AIM OF THE EXERCISE:
Please copy the lines from the one containing "Traffic-operations request: mark the curved" down through the one containing "Traffic-operations request: mark the black", swapping "lane-occupancy tally" for "curb-usage count" and changing nothing else.

STORED DATA:
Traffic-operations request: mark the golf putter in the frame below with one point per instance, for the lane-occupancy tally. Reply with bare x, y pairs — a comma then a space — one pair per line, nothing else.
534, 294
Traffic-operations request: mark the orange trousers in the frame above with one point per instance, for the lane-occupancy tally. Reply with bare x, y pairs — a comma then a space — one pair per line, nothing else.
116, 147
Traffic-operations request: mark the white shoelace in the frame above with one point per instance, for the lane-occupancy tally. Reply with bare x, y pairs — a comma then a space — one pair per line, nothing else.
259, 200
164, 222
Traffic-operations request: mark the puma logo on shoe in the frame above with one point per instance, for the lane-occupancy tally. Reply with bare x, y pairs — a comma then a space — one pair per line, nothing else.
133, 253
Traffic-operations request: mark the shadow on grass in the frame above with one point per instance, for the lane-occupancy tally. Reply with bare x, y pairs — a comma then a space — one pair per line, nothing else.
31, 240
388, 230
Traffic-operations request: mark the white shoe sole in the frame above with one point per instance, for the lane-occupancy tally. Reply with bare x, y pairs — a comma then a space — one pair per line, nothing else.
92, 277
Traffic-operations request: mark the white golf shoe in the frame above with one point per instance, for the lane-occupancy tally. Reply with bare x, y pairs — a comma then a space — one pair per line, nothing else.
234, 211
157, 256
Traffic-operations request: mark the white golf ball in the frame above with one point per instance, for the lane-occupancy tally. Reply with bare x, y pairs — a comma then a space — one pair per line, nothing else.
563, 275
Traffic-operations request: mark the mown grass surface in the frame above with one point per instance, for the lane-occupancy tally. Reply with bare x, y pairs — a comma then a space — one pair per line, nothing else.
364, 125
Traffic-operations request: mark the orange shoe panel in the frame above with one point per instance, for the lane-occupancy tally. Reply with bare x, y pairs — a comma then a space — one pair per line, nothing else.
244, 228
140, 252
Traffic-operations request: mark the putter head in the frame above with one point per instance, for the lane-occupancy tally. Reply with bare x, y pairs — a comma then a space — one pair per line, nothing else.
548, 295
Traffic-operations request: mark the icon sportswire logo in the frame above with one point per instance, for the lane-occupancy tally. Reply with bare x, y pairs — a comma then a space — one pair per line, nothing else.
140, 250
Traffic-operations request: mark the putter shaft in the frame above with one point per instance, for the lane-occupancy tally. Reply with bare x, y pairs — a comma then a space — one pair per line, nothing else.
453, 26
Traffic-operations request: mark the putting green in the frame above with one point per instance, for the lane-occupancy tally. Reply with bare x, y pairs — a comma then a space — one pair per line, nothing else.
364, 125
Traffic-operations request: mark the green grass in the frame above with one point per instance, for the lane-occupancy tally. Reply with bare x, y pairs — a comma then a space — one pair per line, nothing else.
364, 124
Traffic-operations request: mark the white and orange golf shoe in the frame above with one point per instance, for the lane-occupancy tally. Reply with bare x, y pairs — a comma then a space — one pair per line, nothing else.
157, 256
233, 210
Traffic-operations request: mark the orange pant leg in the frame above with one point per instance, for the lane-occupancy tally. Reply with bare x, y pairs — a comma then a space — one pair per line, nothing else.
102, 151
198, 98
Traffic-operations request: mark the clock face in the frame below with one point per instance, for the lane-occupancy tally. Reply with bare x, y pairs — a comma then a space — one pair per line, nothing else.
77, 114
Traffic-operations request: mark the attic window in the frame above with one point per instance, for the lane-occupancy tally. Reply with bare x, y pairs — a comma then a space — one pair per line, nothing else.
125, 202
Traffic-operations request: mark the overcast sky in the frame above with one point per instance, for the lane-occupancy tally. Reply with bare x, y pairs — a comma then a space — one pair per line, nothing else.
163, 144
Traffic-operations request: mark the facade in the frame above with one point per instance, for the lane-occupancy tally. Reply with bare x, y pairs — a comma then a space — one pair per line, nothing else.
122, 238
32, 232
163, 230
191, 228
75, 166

* * *

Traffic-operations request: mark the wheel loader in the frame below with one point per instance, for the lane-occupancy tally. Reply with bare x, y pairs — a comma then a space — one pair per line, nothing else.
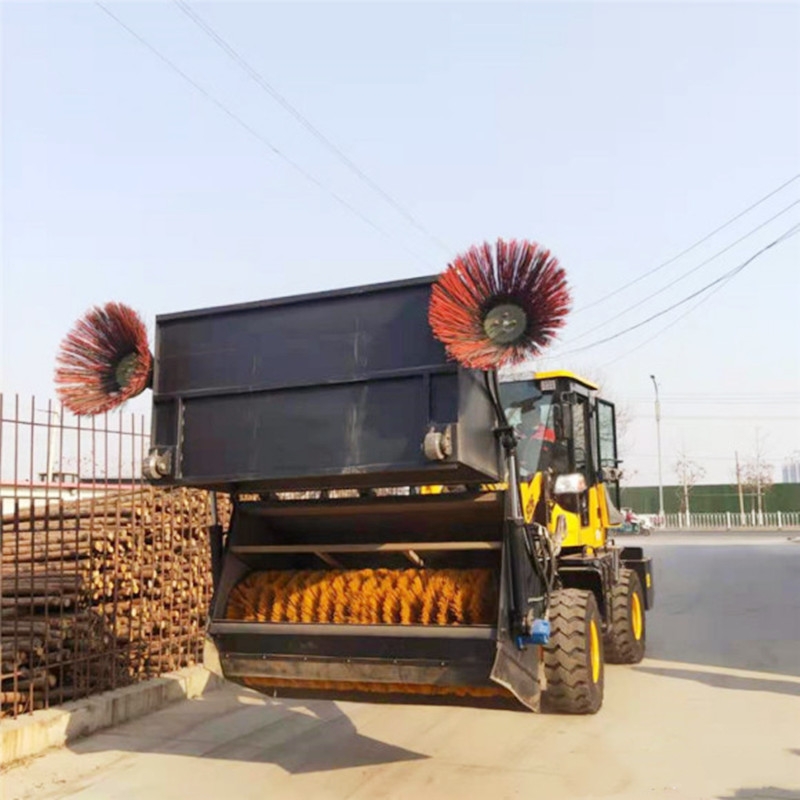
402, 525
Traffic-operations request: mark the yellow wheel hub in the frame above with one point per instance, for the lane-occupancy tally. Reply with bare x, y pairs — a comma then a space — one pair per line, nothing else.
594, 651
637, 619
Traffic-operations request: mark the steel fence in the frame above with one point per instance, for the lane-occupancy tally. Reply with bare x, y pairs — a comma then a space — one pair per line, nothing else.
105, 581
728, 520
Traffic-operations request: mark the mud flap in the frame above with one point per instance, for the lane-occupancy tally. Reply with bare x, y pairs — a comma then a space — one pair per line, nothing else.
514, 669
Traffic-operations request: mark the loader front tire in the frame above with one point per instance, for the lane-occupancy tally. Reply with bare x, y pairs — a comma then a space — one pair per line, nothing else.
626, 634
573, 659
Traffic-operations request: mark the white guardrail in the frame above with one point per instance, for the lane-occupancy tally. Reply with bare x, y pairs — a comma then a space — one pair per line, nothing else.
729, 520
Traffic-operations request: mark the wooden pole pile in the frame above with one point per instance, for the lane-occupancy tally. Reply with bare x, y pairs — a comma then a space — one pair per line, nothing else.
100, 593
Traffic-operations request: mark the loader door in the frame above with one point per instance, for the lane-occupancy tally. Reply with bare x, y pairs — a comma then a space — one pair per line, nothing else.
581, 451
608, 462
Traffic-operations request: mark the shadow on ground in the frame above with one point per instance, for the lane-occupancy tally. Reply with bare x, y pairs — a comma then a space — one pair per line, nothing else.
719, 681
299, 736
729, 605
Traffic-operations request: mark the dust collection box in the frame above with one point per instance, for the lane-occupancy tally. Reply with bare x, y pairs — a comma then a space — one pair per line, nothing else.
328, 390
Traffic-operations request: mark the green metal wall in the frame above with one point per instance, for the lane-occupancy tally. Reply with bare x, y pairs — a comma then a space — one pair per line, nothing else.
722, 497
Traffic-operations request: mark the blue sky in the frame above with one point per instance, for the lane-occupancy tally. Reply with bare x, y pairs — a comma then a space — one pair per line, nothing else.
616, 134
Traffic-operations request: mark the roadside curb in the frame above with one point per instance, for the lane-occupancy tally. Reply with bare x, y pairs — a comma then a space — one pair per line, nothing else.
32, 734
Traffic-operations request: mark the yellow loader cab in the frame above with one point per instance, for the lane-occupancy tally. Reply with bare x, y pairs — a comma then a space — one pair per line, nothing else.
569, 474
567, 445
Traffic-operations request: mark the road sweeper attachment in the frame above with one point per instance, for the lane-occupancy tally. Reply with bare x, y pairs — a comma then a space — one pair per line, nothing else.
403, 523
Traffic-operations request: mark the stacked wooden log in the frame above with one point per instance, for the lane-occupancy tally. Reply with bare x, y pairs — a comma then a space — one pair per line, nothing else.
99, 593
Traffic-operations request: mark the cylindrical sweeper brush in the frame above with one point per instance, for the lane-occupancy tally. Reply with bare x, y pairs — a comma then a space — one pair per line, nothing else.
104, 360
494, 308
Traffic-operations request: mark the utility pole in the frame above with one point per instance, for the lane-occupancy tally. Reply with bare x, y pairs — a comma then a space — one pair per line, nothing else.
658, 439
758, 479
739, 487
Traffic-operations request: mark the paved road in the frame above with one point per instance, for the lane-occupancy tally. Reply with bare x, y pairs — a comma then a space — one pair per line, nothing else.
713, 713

--

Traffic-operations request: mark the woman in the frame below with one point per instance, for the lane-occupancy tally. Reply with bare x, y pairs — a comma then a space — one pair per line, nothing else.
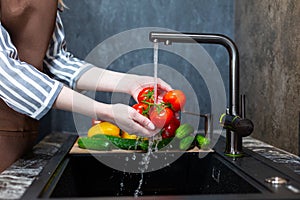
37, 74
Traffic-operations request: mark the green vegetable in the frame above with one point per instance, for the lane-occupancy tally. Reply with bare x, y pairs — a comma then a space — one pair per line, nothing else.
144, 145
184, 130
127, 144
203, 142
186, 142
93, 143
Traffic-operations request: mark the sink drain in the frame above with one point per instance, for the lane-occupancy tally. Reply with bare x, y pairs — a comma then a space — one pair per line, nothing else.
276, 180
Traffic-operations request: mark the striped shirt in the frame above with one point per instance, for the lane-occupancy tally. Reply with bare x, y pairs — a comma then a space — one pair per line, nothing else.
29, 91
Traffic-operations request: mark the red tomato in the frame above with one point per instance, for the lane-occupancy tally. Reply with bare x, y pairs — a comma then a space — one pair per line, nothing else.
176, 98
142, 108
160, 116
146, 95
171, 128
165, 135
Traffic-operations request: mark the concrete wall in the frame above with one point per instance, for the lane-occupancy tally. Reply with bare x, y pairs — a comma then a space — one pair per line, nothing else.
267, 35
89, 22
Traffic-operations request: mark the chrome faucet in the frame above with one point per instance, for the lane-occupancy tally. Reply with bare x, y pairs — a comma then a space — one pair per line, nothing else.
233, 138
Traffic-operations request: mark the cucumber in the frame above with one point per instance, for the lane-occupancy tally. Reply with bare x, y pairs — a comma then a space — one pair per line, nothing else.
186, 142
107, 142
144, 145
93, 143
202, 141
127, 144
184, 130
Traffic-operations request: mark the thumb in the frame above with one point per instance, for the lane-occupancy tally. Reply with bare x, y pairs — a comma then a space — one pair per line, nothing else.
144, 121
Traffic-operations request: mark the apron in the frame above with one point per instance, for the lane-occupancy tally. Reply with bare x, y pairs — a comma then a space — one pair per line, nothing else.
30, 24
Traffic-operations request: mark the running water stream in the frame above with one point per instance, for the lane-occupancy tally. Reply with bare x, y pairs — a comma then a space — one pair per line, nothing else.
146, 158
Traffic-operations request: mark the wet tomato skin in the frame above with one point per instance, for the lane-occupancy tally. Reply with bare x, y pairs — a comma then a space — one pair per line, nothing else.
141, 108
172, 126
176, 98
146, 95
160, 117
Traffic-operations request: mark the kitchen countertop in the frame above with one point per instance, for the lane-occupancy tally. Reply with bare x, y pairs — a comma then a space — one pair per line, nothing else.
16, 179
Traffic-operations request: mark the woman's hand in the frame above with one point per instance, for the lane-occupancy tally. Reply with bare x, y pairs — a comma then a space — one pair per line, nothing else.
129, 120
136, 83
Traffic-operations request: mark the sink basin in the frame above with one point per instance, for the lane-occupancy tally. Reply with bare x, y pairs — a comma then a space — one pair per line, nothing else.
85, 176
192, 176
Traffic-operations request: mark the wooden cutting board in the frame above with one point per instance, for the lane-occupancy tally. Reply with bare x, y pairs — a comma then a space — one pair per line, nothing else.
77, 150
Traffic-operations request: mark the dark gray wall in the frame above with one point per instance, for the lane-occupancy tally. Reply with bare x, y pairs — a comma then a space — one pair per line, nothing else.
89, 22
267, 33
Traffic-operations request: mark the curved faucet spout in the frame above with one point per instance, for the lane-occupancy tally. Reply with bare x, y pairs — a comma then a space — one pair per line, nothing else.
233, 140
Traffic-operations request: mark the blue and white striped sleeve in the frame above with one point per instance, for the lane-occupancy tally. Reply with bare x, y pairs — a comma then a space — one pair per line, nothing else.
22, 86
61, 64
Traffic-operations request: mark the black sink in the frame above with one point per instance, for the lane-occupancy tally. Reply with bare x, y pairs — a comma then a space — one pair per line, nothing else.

TASK ANSWER:
Traffic-operations request: mark the curved faucet spout in the frame above with one point per instance, for the curb-usage count. Reply with bare x, y pairs — a comma then a space — one pair per line, nothing else.
233, 140
Traffic-operations request: mark the blue and white striped sleeve in the frame above with one point per instance, for the curb-usage count. Reply with bare x, y pairs — a comma then a space — one pair per line, nothing else.
22, 86
61, 64
Traffic-operations request: mark the black sink in the frame above with one point per instance, for the curb-usage count. Reply with bare x, y pairs — a comma then a space — one pair per line, nothing else.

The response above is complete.